Document excerpt -

Oh Hyeon-gyu (; born 12 April 2001) is a South Korean professional footballer who plays as a forward for Scottish Premiership club Celtic and the South Korea national team.

Club career

Suwon Samsung Bluewings
Oh made his professional debut in K League 1 with Suwon Samsung Bluewings during the 2019 season, making eleven league appearances. He spent the next two seasons on loan at military club Sangju Sangmu (renamed Gimcheon Sangmu in 2021), where he served his military service. He returned to the Bluewings in the 2022 season and was the club's top scorer with 13 goals.

Celtic
On 25 January 2023, Oh joined Scottish Premiership club Celtic for an undisclosed fee, reported to be in the region of £2.5 million, signing a five-year contract. He was assigned the number 19 shirt.

He made his debut on 29 January 2023, in a league game against Dundee United, replacing Kyogo Furuhashi in the 82nd minute of an eventual 2–0 win. Then, he scored his first goal for the Bhoys on 11 February, in a 5–1 Scottish Cup win over St. Mirren.

Given information -

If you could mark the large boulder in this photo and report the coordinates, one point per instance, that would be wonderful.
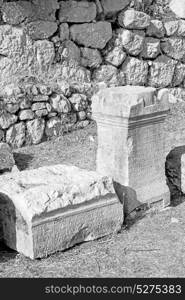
(77, 12)
(94, 35)
(131, 41)
(161, 72)
(135, 71)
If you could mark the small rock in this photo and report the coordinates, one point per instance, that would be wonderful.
(35, 131)
(79, 102)
(26, 114)
(133, 19)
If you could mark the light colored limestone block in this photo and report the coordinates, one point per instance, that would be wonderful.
(136, 132)
(53, 208)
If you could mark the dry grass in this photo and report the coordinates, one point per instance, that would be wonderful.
(152, 247)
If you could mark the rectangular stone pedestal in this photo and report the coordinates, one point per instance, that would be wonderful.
(53, 208)
(132, 144)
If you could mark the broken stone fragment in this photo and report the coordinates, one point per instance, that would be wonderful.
(6, 158)
(16, 134)
(94, 35)
(54, 208)
(77, 12)
(133, 19)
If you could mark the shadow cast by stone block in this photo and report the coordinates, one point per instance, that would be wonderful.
(128, 198)
(22, 160)
(7, 227)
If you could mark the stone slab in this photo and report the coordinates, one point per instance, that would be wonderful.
(53, 208)
(136, 132)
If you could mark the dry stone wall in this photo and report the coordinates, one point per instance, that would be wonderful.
(55, 54)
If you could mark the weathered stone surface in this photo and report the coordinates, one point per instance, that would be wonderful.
(35, 131)
(182, 165)
(77, 12)
(54, 127)
(171, 27)
(1, 135)
(112, 7)
(13, 41)
(129, 150)
(15, 135)
(181, 28)
(40, 30)
(44, 54)
(15, 13)
(11, 106)
(161, 72)
(90, 57)
(156, 29)
(57, 207)
(92, 35)
(69, 51)
(133, 19)
(25, 103)
(7, 119)
(132, 41)
(64, 31)
(41, 113)
(60, 103)
(151, 48)
(179, 74)
(26, 114)
(6, 158)
(79, 102)
(44, 89)
(116, 56)
(81, 115)
(135, 70)
(107, 74)
(38, 105)
(174, 47)
(178, 7)
(41, 98)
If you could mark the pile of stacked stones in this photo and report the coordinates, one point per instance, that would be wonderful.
(82, 44)
(35, 113)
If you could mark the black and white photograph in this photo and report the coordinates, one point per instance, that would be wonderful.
(92, 146)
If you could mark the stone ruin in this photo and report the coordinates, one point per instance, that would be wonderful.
(53, 208)
(53, 61)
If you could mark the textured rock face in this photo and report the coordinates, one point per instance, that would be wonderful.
(77, 12)
(6, 158)
(92, 35)
(162, 71)
(60, 206)
(73, 47)
(113, 7)
(133, 19)
(35, 131)
(136, 132)
(135, 71)
(178, 7)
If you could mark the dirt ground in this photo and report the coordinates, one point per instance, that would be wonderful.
(153, 246)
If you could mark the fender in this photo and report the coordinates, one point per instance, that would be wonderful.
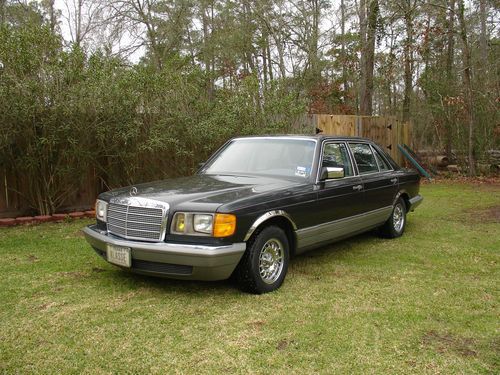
(269, 215)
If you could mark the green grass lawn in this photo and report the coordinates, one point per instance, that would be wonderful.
(424, 303)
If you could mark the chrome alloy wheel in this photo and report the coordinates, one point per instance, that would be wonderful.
(398, 218)
(271, 260)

Directions -
1) In the passage on Oh Hyeon-gyu, what shirt number was he assigned at Celtic?
2) Write out the stretch of the passage on Oh Hyeon-gyu from "Club career" through "number 19 shirt.".
3) Using the passage on Oh Hyeon-gyu, explain why he spent two seasons away from Suwon Samsung Bluewings at Sangju Sangmu.

Responses for each task -
1) He was assigned the number 19 shirt.

2)
Club career

Suwon Samsung Bluewings
Oh made his professional debut in K League 1 with Suwon Samsung Bluewings during the 2019 season, making eleven league appearances. He spent the next two seasons on loan at military club Sangju Sangmu (renamed Gimcheon Sangmu in 2021), where he served his military service. He returned to the Bluewings in the 2022 season and was the club's top scorer with 13 goals.

Celtic
On 25 January 2023, Oh joined Scottish Premiership club Celtic for an undisclosed fee, reported to be in the region of £2.5 million, signing a five-year contract. He was assigned the number 19 shirt.

3) He was on loan at Sangju Sangmu, a military club, where he served his military service. He then returned to the Bluewings for the 2022 season.